Texto dado:
══════
Estuve dos días incomunicado, hasta que la oportuna intervención de un familiar derivó en una provechosa entrevista de mis padres con el entonces jefe de operaciones del regimiento. Alertada sobre la causa de mi incomunicación, mi madre no descartó la posibilidad de que su hijo estuviese involucrado en el tráfico internacional de armas de guerra, pero negó horrorizada la insinuación de que yo, Fernandito, fuese capaz de fumarme un cigarrillo de marihuana. Finalmente, el oficial del Ejército dictaminó que “Fernandito” era un soldado correcto, tanto en la oficina como en las eventuales guardias; me convocó a su oficina y, delante de mis padres, me absolvió.
══════
Entradas dadas:

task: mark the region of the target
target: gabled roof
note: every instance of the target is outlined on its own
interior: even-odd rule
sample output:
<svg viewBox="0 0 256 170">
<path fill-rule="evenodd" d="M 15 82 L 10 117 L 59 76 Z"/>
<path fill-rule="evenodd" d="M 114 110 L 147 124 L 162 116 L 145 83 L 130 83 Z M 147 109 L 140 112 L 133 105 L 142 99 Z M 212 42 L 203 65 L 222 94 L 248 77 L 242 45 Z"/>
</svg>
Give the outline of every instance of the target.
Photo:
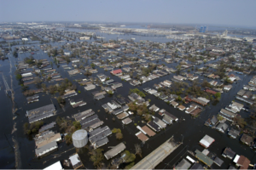
<svg viewBox="0 0 256 170">
<path fill-rule="evenodd" d="M 115 70 L 115 71 L 112 71 L 111 73 L 112 74 L 119 74 L 119 73 L 121 73 L 122 72 L 122 70 L 121 69 L 118 69 L 118 70 Z"/>
</svg>

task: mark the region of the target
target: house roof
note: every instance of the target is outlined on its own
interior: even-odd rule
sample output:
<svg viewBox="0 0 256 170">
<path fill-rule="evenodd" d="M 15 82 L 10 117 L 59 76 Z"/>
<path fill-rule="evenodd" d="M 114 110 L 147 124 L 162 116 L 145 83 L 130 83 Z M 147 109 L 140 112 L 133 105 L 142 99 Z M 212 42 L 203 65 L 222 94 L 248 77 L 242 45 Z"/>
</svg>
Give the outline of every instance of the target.
<svg viewBox="0 0 256 170">
<path fill-rule="evenodd" d="M 115 70 L 115 71 L 112 71 L 111 73 L 112 74 L 119 74 L 119 73 L 121 73 L 122 72 L 122 70 L 121 69 L 118 69 L 118 70 Z"/>
<path fill-rule="evenodd" d="M 216 163 L 217 165 L 218 165 L 219 167 L 221 167 L 221 165 L 223 164 L 224 161 L 222 161 L 221 159 L 219 159 L 218 157 L 216 157 L 214 159 L 214 163 Z"/>
<path fill-rule="evenodd" d="M 214 139 L 211 138 L 210 136 L 208 135 L 205 135 L 204 138 L 202 138 L 201 140 L 200 140 L 200 143 L 203 145 L 205 145 L 207 148 L 209 147 L 211 145 L 211 144 L 212 142 L 214 142 Z"/>
<path fill-rule="evenodd" d="M 189 170 L 204 170 L 204 168 L 201 164 L 195 163 Z"/>
<path fill-rule="evenodd" d="M 209 167 L 211 167 L 213 163 L 213 161 L 211 158 L 205 156 L 203 153 L 201 153 L 198 150 L 195 150 L 195 157 L 200 159 L 201 162 L 203 162 L 205 164 L 207 164 Z"/>
<path fill-rule="evenodd" d="M 187 170 L 191 166 L 191 164 L 185 159 L 183 159 L 176 167 L 176 170 Z"/>
<path fill-rule="evenodd" d="M 240 156 L 236 164 L 241 165 L 240 170 L 246 170 L 248 168 L 250 162 L 250 160 L 248 160 L 247 157 L 244 156 Z"/>
<path fill-rule="evenodd" d="M 245 133 L 242 134 L 242 136 L 241 137 L 241 141 L 244 142 L 244 143 L 247 143 L 250 144 L 251 142 L 253 142 L 253 138 L 249 135 L 247 135 Z"/>
</svg>

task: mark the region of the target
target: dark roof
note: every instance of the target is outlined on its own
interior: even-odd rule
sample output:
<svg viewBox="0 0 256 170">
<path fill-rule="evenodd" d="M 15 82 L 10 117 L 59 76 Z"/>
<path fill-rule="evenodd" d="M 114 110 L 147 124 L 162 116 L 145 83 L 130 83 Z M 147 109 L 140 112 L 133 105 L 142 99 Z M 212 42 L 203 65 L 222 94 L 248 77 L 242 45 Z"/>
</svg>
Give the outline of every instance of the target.
<svg viewBox="0 0 256 170">
<path fill-rule="evenodd" d="M 247 157 L 244 156 L 240 156 L 237 164 L 241 165 L 240 167 L 240 170 L 246 170 L 248 168 L 250 162 L 250 160 L 248 160 Z"/>
<path fill-rule="evenodd" d="M 228 170 L 236 170 L 236 167 L 234 167 L 233 166 L 230 166 L 229 169 Z"/>
<path fill-rule="evenodd" d="M 218 122 L 218 119 L 215 116 L 212 116 L 212 118 L 211 119 L 211 122 L 213 123 L 213 124 L 216 124 Z"/>
<path fill-rule="evenodd" d="M 154 130 L 155 132 L 159 132 L 160 130 L 160 126 L 158 126 L 155 122 L 154 122 L 153 121 L 148 122 L 148 126 L 149 128 L 151 128 L 153 130 Z"/>
<path fill-rule="evenodd" d="M 235 138 L 236 138 L 239 135 L 239 131 L 236 130 L 234 128 L 231 128 L 229 132 L 229 135 L 234 136 Z"/>
<path fill-rule="evenodd" d="M 201 164 L 195 163 L 189 170 L 204 170 L 204 168 Z"/>
<path fill-rule="evenodd" d="M 251 144 L 253 142 L 253 138 L 247 134 L 243 133 L 240 140 L 243 143 Z"/>
<path fill-rule="evenodd" d="M 118 73 L 120 73 L 120 72 L 122 72 L 121 69 L 118 69 L 118 70 L 111 71 L 112 74 L 118 74 Z"/>
<path fill-rule="evenodd" d="M 230 158 L 233 158 L 236 156 L 236 152 L 233 151 L 230 148 L 225 148 L 223 153 Z"/>
<path fill-rule="evenodd" d="M 221 165 L 223 164 L 224 161 L 222 161 L 221 159 L 219 159 L 218 157 L 216 156 L 216 158 L 214 159 L 214 163 L 216 163 L 217 165 L 218 165 L 219 167 L 221 167 Z"/>
</svg>

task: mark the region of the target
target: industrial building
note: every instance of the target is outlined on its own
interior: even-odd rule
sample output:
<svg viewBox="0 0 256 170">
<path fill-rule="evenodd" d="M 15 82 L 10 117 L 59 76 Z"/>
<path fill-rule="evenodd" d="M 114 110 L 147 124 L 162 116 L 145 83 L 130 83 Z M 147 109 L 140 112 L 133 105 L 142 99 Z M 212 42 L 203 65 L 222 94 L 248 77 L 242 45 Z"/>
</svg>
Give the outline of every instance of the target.
<svg viewBox="0 0 256 170">
<path fill-rule="evenodd" d="M 26 110 L 26 116 L 30 123 L 54 116 L 55 107 L 53 104 L 34 110 Z"/>
</svg>

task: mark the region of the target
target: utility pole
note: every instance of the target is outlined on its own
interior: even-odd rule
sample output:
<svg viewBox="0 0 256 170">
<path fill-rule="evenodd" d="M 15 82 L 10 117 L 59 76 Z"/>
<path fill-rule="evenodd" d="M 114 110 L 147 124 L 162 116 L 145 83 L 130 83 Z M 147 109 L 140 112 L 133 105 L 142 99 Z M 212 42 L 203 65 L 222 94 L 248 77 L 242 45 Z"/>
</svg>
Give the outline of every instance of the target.
<svg viewBox="0 0 256 170">
<path fill-rule="evenodd" d="M 3 134 L 4 134 L 5 138 L 6 138 L 6 140 L 7 140 L 7 142 L 8 142 L 8 144 L 9 144 L 9 146 L 10 146 L 11 148 L 15 149 L 15 147 L 12 146 L 12 145 L 10 144 L 10 143 L 9 143 L 9 139 L 8 139 L 8 138 L 7 138 L 7 136 L 6 136 L 6 134 L 5 134 L 5 133 L 3 133 Z"/>
</svg>

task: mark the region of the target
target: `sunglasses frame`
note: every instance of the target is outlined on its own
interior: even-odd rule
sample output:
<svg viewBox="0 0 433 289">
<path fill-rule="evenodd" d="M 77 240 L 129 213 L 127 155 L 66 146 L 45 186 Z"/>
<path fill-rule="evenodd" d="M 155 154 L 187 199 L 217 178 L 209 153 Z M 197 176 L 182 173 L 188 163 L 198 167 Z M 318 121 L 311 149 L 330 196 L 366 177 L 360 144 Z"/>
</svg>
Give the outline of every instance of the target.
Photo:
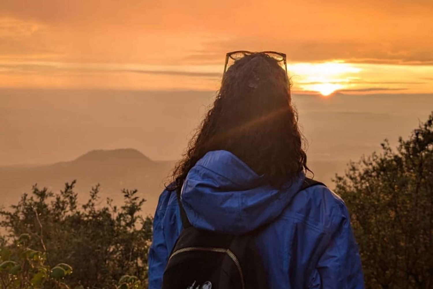
<svg viewBox="0 0 433 289">
<path fill-rule="evenodd" d="M 270 57 L 272 57 L 272 58 L 274 58 L 279 62 L 281 61 L 283 62 L 283 63 L 284 63 L 284 68 L 286 70 L 286 84 L 287 85 L 287 87 L 289 87 L 289 78 L 287 74 L 287 61 L 286 60 L 286 54 L 285 53 L 283 53 L 281 52 L 277 52 L 276 51 L 260 51 L 258 52 L 255 52 L 252 51 L 248 51 L 247 50 L 236 50 L 236 51 L 232 51 L 231 52 L 227 52 L 226 54 L 226 62 L 224 65 L 224 71 L 223 72 L 223 78 L 224 78 L 224 75 L 226 74 L 226 71 L 227 70 L 227 65 L 229 62 L 229 59 L 231 58 L 235 62 L 237 60 L 232 57 L 232 55 L 235 53 L 242 53 L 244 55 L 244 56 L 246 55 L 251 55 L 251 54 L 262 53 L 266 54 Z M 270 54 L 279 55 L 283 58 L 283 59 L 281 60 L 278 60 L 278 59 L 276 59 L 275 57 L 273 57 L 271 55 L 269 55 Z"/>
</svg>

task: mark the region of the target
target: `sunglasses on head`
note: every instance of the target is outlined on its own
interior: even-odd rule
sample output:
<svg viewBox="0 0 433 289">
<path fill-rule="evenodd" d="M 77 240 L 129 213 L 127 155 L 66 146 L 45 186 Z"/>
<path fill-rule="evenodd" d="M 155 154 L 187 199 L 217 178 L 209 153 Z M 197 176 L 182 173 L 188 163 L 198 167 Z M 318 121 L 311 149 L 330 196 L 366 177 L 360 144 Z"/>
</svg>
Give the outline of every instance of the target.
<svg viewBox="0 0 433 289">
<path fill-rule="evenodd" d="M 278 65 L 286 71 L 286 83 L 287 87 L 289 87 L 289 80 L 287 76 L 287 64 L 286 60 L 286 55 L 276 51 L 261 51 L 260 52 L 252 52 L 245 50 L 237 50 L 229 52 L 226 54 L 226 63 L 224 65 L 224 72 L 223 77 L 226 71 L 237 60 L 242 58 L 246 55 L 252 54 L 265 54 L 269 57 L 271 57 L 277 61 Z"/>
</svg>

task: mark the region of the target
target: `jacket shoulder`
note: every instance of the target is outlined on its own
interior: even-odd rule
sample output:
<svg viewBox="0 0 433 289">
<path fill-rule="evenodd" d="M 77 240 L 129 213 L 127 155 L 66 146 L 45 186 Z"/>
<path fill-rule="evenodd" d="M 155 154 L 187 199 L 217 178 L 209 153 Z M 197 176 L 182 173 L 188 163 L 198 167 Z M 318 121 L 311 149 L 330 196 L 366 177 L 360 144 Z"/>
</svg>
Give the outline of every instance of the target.
<svg viewBox="0 0 433 289">
<path fill-rule="evenodd" d="M 347 214 L 343 199 L 322 185 L 299 192 L 289 207 L 290 211 L 303 222 L 325 231 L 333 231 Z"/>
</svg>

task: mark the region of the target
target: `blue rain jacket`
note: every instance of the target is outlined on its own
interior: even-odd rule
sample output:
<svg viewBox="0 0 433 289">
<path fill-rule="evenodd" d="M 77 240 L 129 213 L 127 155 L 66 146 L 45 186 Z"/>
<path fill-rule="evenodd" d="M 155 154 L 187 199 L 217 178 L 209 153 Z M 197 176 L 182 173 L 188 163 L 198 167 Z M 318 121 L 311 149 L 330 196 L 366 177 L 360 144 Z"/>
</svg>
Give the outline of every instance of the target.
<svg viewBox="0 0 433 289">
<path fill-rule="evenodd" d="M 270 289 L 363 288 L 358 246 L 343 200 L 316 185 L 298 192 L 301 173 L 279 189 L 233 154 L 208 152 L 189 171 L 181 201 L 193 226 L 239 234 L 269 224 L 258 250 Z M 182 229 L 175 192 L 164 191 L 153 221 L 149 288 L 159 289 Z"/>
</svg>

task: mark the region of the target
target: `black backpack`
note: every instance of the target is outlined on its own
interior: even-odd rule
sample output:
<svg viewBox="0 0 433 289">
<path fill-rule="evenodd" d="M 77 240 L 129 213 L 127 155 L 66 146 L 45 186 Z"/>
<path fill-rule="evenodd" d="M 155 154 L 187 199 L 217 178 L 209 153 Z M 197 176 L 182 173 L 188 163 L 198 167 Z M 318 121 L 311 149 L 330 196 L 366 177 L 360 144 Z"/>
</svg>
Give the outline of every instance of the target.
<svg viewBox="0 0 433 289">
<path fill-rule="evenodd" d="M 324 185 L 306 178 L 300 191 L 316 185 Z M 263 226 L 239 236 L 194 228 L 177 192 L 183 229 L 168 257 L 162 289 L 268 288 L 254 241 Z"/>
</svg>

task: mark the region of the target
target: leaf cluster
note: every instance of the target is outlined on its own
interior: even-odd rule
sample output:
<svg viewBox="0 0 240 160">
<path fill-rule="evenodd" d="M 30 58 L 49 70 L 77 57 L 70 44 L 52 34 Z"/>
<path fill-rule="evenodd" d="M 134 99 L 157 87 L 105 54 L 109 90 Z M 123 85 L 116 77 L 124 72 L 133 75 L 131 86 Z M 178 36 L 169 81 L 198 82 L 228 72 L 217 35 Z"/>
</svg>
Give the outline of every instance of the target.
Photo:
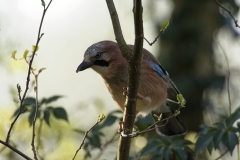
══════
Tu objetivo:
Contesta estas preguntas con lo que dice el texto dado:
(a) ¿Cuántos días pasó incomunicado quien cuenta la historia?
(b) ¿Con quién tuvieron la entrevista sus padres?
(c) ¿Qué insinuación negó horrorizada su madre?

Resultado:
(a) Dos días.
(b) Con el entonces jefe de operaciones del regimiento.
(c) Que su hijo fuese capaz de fumarse un cigarrillo de marihuana.